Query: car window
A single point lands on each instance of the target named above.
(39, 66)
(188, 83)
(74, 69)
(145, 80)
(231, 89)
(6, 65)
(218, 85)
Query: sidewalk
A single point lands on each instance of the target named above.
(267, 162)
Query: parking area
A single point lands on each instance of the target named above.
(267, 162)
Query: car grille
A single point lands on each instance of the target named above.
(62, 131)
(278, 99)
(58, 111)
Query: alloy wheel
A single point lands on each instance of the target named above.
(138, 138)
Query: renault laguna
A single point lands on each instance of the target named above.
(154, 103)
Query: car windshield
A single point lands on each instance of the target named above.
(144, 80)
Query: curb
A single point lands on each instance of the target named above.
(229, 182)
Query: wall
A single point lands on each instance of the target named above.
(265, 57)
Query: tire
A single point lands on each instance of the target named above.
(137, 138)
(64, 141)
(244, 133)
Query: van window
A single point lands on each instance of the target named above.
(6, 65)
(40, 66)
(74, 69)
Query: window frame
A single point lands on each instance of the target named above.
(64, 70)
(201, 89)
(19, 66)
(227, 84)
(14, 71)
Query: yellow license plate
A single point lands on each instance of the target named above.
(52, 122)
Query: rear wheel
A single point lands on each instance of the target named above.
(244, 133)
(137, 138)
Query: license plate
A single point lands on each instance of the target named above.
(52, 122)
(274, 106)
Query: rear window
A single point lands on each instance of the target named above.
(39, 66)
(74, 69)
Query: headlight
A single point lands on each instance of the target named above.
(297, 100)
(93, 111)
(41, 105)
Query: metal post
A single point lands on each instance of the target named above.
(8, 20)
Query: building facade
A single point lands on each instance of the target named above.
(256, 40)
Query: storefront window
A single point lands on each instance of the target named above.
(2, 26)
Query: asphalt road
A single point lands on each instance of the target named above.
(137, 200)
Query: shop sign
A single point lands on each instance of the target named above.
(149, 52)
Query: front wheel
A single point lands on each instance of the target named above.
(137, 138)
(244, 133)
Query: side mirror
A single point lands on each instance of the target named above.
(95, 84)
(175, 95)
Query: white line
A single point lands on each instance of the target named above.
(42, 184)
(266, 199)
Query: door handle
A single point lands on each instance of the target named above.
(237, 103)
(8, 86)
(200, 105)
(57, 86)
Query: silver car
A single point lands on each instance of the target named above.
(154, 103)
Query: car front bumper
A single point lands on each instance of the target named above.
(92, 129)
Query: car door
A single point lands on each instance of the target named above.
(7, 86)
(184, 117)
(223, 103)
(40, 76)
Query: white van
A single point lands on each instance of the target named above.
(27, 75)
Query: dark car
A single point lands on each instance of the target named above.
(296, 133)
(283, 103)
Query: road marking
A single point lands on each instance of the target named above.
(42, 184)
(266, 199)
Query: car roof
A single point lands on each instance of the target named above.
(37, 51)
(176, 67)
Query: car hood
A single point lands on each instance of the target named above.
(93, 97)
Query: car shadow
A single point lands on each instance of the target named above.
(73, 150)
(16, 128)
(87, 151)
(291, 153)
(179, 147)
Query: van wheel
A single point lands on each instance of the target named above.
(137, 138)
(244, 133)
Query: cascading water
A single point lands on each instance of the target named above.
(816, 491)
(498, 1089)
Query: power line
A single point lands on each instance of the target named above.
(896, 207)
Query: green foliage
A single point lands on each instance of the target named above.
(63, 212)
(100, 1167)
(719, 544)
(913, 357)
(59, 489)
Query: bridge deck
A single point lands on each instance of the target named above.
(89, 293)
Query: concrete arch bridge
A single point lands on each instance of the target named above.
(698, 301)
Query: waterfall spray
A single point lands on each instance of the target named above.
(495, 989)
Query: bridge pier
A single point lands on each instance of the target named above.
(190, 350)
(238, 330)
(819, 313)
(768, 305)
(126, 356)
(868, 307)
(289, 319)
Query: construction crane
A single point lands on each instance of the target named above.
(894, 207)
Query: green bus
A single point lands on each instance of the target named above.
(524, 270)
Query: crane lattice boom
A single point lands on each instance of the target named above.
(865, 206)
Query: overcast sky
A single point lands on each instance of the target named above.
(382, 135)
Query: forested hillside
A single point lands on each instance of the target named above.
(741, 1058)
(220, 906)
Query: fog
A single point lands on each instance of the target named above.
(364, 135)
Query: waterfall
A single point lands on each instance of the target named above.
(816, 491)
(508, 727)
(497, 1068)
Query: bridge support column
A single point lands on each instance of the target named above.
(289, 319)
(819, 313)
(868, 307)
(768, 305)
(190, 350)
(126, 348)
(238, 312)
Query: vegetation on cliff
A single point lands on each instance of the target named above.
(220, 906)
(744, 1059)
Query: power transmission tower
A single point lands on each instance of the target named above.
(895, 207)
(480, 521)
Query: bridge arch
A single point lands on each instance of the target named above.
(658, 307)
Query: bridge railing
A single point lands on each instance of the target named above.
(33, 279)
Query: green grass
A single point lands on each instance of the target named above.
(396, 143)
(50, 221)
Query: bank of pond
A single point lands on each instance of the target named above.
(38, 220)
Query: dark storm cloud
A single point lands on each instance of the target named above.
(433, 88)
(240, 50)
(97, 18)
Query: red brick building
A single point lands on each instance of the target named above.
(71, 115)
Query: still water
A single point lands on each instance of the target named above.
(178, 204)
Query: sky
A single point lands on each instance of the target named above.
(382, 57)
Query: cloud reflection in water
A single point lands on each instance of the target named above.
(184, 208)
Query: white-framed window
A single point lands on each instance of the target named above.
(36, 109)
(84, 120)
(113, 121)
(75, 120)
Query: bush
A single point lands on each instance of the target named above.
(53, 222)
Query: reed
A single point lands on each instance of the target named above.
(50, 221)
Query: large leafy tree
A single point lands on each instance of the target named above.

# Task objective:
The lines to copy are those in the listing that contain the word "road".

# Task result:
Query: asphalt road
Query: road marking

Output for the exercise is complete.